→ **Task A**
Print the stretch of the CD47 article from "Weissman leads a" through "the leukemia cells.", word for word.
→ **Task B**
Name every type of cancer whose tumor samples, according to the CD47 article, carried high levels of CD47 on their surface.
→ **Task C**
Extend the CD47 article with further text that picks up after its final sentence.

→ **Study text**
Stanford researcher Irv Weissman made the news yesterday when he published a paper showing that a single antibody-based therapy can effectively slow the growth and in some cases eliminate many different kinds of human tumors, at least in mice.
Weissman leads a $20 million CIRM disease team that is developing an antibody-based therapy to treat leukemia. In previous work, Weissman had found that leukemia cells evade the immune system by placing a protein on their surface that tells the immune system “don’t eat me.” Blood-forming stem cells in the bone marrow also use that protein on occasion to avoid immune detection, as do red blood cells.
Weissman and his group are developing an antibody that latches onto that protein, called CD47, and makes the protein invisible to the immune system, particularly immune cells called macrophages. Without their “don’t eat me” signal, the macrophages ingest the leukemia cells.
Now, it looks as if that antibody therapy might be effective for cancers in addition to leukemia. Weissman and his group published a paper March 26 in the Proceedings of the National Academy of Sciences showing that CD47 is present at high levels on the surface of tumor samples taken from people with ovarian, breast, colon, bladder, brain, liver and prostate cancers.
What’s more, their antibody therapy prevented the growth of those tumor cells that had been implanted in mice, and in some instances eradicated them. A story in the Los Angeles Times describes the work:
Placing the cells in lab dishes, the team administered an antibody: a protein that binds to CD47 and blocks it from warding off immune system cells. Macrophages ate the cells.

→ **Dataset extract**
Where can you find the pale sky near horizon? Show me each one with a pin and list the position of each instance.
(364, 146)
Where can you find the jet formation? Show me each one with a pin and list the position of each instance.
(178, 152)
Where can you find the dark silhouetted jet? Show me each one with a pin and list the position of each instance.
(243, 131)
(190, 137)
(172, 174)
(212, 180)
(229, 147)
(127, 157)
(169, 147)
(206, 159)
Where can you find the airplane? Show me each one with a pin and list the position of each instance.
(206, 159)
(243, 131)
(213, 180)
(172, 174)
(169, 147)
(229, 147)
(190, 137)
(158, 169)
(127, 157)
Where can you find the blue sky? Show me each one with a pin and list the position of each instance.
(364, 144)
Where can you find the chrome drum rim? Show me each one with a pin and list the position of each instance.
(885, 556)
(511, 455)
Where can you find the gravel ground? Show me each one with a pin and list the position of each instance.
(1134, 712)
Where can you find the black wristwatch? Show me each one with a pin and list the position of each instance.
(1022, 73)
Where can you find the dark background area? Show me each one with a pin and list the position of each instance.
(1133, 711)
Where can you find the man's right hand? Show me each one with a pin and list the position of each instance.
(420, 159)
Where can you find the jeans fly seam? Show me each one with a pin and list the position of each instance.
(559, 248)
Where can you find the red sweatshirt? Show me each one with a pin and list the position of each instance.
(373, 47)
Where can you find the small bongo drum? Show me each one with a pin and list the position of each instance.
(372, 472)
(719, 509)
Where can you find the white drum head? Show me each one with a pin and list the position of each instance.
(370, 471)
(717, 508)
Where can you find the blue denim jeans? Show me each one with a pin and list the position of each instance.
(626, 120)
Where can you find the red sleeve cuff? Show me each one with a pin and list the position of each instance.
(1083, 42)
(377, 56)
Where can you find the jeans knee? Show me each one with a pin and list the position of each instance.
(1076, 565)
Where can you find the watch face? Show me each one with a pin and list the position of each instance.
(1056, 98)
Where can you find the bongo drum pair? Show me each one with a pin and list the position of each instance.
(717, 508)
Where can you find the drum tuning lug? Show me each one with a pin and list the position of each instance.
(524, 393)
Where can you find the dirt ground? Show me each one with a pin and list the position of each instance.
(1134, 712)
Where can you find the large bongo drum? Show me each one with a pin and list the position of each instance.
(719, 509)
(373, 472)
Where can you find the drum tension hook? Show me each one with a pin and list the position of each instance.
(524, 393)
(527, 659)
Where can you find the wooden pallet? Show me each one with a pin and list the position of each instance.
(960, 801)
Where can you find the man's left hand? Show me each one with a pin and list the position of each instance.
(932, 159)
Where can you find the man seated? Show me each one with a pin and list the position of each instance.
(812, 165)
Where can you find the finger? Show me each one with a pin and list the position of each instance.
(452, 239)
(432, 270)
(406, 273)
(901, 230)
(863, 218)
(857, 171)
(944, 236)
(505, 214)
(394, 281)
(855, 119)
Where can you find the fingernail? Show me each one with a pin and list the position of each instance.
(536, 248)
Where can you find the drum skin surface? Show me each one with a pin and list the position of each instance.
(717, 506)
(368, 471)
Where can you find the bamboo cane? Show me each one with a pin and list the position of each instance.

→ **Expected output A**
Weissman leads a $20 million CIRM disease team that is developing an antibody-based therapy to treat leukemia. In previous work, Weissman had found that leukemia cells evade the immune system by placing a protein on their surface that tells the immune system “don’t eat me.” Blood-forming stem cells in the bone marrow also use that protein on occasion to avoid immune detection, as do red blood cells.
Weissman and his group are developing an antibody that latches onto that protein, called CD47, and makes the protein invisible to the immune system, particularly immune cells called macrophages. Without their “don’t eat me” signal, the macrophages ingest the leukemia cells.

→ **Expected output B**
Ovarian, breast, colon, bladder, brain, liver and prostate cancers.

→ **Expected output C**
The researchers then implanted human tumor cells in mice for further study. They allowed the cancers to grow, and administered the antibody against CD47.
Antibody treatment inhibited the growth of almost all of the solid tumors and was able to wipe out some smaller cancers altogether, according to the report, which was published Monday in the journal Proceedings of the National Academy of Sciences.
A press release from Stanford quotes Weissman:
“Blocking this ‘don’t-eat-me’ signal inhibits the growth in mice of nearly every human cancer we tested, with minimal toxicity. This shows conclusively that this protein, CD47, is a legitimate and promising target for human cancer therapy.”
A story in Science quotes Weissman talking about testing the drug in human trials:
Weissman’s team has received a $20 million grant from the California Institute for Regenerative Medicine to move the findings from mouse studies to human safety tests. “We have enough data already,” says Weissman, “that I can say I’m confident that this will move to phase I human trials.”